- **Set problem**: The listing below is to be output in its exact form.

Items listed in a dataset:
** Begin **

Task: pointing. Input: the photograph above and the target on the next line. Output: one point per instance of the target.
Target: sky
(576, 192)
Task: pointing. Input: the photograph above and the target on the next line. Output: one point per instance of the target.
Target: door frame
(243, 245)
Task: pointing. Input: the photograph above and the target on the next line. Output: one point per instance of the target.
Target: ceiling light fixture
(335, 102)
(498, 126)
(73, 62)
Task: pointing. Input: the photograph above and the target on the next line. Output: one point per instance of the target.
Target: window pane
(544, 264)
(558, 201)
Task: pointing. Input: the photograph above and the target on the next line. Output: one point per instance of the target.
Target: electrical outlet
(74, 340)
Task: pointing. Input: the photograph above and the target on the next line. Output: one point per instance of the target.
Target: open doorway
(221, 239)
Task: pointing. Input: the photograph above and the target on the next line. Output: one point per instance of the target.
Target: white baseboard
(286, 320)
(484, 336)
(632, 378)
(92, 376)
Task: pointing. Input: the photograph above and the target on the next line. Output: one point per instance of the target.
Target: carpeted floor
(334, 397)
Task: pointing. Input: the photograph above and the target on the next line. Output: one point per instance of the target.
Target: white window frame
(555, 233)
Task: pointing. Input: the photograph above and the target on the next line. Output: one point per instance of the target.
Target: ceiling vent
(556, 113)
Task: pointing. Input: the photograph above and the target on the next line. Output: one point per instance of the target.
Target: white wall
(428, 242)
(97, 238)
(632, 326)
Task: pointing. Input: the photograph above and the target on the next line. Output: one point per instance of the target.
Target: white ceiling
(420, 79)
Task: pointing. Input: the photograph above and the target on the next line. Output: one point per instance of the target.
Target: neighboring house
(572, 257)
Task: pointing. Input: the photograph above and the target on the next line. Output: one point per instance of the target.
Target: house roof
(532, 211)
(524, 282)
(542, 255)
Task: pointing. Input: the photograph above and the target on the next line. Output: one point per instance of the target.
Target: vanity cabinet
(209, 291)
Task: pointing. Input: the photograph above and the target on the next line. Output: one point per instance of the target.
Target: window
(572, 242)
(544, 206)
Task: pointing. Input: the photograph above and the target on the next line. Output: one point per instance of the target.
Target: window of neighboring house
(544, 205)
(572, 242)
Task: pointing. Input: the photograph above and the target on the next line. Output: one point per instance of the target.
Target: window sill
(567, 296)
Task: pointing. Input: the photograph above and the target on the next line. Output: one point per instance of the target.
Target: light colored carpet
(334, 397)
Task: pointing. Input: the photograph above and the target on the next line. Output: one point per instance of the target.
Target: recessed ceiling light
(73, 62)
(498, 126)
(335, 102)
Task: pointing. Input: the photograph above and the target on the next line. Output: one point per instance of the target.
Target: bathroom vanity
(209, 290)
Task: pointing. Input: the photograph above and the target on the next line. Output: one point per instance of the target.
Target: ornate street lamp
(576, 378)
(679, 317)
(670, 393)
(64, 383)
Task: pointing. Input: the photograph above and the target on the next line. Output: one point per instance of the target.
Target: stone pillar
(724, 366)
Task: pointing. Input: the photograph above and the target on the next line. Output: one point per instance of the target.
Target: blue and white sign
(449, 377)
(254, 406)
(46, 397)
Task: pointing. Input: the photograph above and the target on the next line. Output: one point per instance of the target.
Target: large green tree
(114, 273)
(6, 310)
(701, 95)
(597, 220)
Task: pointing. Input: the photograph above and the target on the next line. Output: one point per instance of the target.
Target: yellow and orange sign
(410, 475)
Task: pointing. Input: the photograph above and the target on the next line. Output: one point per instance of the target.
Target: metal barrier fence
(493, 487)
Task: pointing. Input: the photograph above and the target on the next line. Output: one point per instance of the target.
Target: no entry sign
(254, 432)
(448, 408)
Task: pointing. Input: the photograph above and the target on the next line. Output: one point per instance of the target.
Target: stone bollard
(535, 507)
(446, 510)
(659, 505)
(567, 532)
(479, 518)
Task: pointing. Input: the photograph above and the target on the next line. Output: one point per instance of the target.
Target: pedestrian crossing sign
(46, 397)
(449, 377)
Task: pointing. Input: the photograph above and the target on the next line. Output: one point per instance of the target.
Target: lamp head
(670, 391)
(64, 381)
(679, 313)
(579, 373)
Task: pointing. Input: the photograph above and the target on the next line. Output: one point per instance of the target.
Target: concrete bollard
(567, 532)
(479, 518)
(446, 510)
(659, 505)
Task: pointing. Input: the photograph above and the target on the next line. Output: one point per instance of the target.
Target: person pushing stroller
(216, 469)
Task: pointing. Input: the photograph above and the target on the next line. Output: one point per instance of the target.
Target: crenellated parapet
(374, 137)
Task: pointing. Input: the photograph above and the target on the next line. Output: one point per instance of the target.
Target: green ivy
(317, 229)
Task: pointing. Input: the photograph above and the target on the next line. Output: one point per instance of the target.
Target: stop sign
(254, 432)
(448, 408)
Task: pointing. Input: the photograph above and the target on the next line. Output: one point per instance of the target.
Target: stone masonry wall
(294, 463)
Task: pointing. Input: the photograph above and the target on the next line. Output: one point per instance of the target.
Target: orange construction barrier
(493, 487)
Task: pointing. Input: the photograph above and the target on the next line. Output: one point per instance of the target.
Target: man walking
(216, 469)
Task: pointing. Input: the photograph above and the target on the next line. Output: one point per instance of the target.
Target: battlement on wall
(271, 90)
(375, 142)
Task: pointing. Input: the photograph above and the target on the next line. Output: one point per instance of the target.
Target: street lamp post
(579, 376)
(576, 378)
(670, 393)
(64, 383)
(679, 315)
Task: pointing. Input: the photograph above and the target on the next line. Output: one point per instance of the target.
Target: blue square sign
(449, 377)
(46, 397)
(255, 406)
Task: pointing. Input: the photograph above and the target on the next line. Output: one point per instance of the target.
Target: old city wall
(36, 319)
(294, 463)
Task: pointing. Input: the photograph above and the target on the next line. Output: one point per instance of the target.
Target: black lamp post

** End **

- **Output of the task**:
Task: pointing. Input: the photograph above and the target on the next line. Output: one point per instance of the target.
Target: sky
(576, 192)
Task: pointing. Input: the photograph above and the target on the next line. Output: one point per instance of the target.
Target: door frame
(243, 245)
Task: pointing. Input: the photograph above and the target on the next line. Output: one point per instance of the target.
Target: ceiling light fixture
(335, 102)
(498, 126)
(73, 62)
Task: pointing. Input: the photograph above and the target on the next line. Output: one point per instance of the target.
Target: window pane
(544, 264)
(558, 201)
Task: pointing. Input: the photograph above and the target on the next line. Output: one point per instance of the target.
Target: electrical outlet
(74, 340)
Task: pointing. Input: the photograph above and the target on the next line. Output: one point per instance of the target.
Target: open doorway
(221, 239)
Task: pointing. Input: the photograph above and the target on the next line. Output: one point per instance of the target.
Target: white baseboard
(286, 320)
(484, 336)
(632, 378)
(92, 376)
Task: pointing. Input: the photograph above and the target on the next line. Output: one point per instance of the target.
Target: carpeted floor
(334, 397)
Task: pointing. Input: the photograph above and the target on the next line. Output: one point per instance of the target.
Target: white window frame
(555, 233)
Task: pointing. Input: the photograph above and the target on the next line. Output: one point per instance of the target.
Target: ceiling vent
(556, 113)
Task: pointing. Input: the photograph above and the target on the next line. Output: one point per instance of the target.
Target: white wall
(428, 242)
(97, 238)
(632, 326)
Task: pointing. Input: the photograph above and the target on the next line. Output: one point per instance of the target.
Target: white ceiling
(420, 79)
Task: pointing. Input: the photograph above and the target on the next line. Output: one point per instance of the target.
Target: neighboring house
(572, 257)
Task: pointing. Input: the photograph above and the target on the next line. Output: one point per instance of the target.
Target: house roof
(532, 211)
(524, 282)
(542, 255)
Task: pointing. Input: the photograph above and the target on the next line. Output: one point per instance of the target.
Target: vanity cabinet
(209, 291)
Task: pointing. Input: the photograph above and the target on the next line. Output: one point per instance of the target.
Target: window
(572, 242)
(544, 206)
Task: pointing. Input: the photograph above and the target on the next line. Output: one point per instance of the target.
Target: window of neighboring house
(544, 205)
(572, 242)
Task: pointing. Input: the photograph above and the target on the next line. Output: one point per instance of the target.
Target: window sill
(567, 296)
Task: pointing. Input: the photograph above and the target on the next line. Output: one point per instance of the target.
Target: light colored carpet
(334, 397)
Task: pointing. Input: the photograph above and the target on the next line. Output: one point per instance of the target.
Target: recessed ceiling light
(73, 62)
(498, 126)
(335, 102)
Task: pointing. Input: the photograph above and the target on the next line. Output: one point per instance of the target.
Target: bathroom vanity
(209, 290)
Task: pointing. Input: the photograph above and the target on the next line. Output: one point per instance of the target.
Target: ornate street lamp
(576, 378)
(679, 317)
(670, 393)
(64, 383)
Task: pointing. Input: the photograph above and the target on the next line. Output: one point per instance of the target.
Target: stone pillar
(724, 366)
Task: pointing. Input: the photograph above and the target on the next line. Output: one point per instance of the target.
Target: blue and white sign
(449, 377)
(254, 406)
(46, 397)
Task: pointing. Input: the photograph above and the target on the next line. Output: one point per instance of the target.
Target: large green tree
(114, 273)
(6, 310)
(701, 95)
(597, 220)
Task: pointing. Input: the photograph above and the target on the next line. Output: one point per instance of the target.
Target: yellow and orange sign
(410, 475)
Task: pointing. Input: the photograph above and the target on the next line. Output: one point per instance of the target.
Target: metal barrier fence
(493, 487)
Task: pointing. Input: the photograph above and the target on the next line. Output: one point per instance of the target.
Target: no entry sign
(254, 432)
(448, 408)
Task: pointing. Input: the photograph above and the target on the next line. Output: one point per instance of the target.
Target: stone bollard
(535, 507)
(446, 510)
(659, 505)
(567, 532)
(479, 518)
Task: pointing. Input: the photograph above and the target on the next line. Output: one point per instance of the target.
Target: pedestrian crossing sign
(46, 397)
(449, 377)
Task: pointing. Input: the photograph above and the target on the next line. Output: one point per instance of the target.
Target: lamp head
(670, 391)
(64, 381)
(679, 313)
(579, 373)
Task: pointing. Input: the photograph above and the target on the next line. Output: one point per instance of the target.
Target: concrete bollard
(567, 532)
(479, 518)
(446, 510)
(659, 505)
Task: pointing. Input: the photograph above and the target on the next line. Output: one point per instance of the target.
Target: person pushing stroller
(216, 469)
Task: pointing. Input: the photograph above and the target on the next line. Output: one point per instance of the target.
Target: crenellated parapet
(374, 137)
Task: pointing. Input: the photograph above and the target on the next line. Output: one point per instance of the target.
Target: green ivy
(317, 229)
Task: pointing. Input: the photograph above and the target on the next line. Output: one point per instance of the target.
Target: stop sign
(254, 432)
(448, 408)
Task: pointing. Input: the photograph above and the target on the next line. Output: one point per instance of the target.
Target: stone masonry wall
(294, 463)
Task: pointing. Input: the photograph above and the target on the next line. Output: one point per instance of the target.
Target: orange construction barrier
(493, 487)
Task: pointing. Input: the photograph above and the target on the next line. Output: one point per instance of the target.
Target: man walking
(216, 469)
Task: pointing. Input: the photograph above and the target on the next line. Output: one point per instance of the target.
Target: battlement on wall
(271, 90)
(375, 142)
Task: pointing. Input: the photograph above and the target on the next line. Output: one point per instance of the target.
Target: street lamp post
(579, 376)
(576, 378)
(670, 393)
(64, 383)
(679, 315)
Task: pointing. Input: the photograph above and the target on the next line. Output: one point per instance of the target.
Target: blue square sign
(449, 377)
(46, 397)
(255, 406)
Task: pointing. Input: the photograph above and the target on the next line. Output: one point per instance of the target.
Target: old city wall
(36, 319)
(294, 463)
Task: pointing. Input: the photograph above and the target on the next line. Output: one point per instance of the target.
Target: black lamp post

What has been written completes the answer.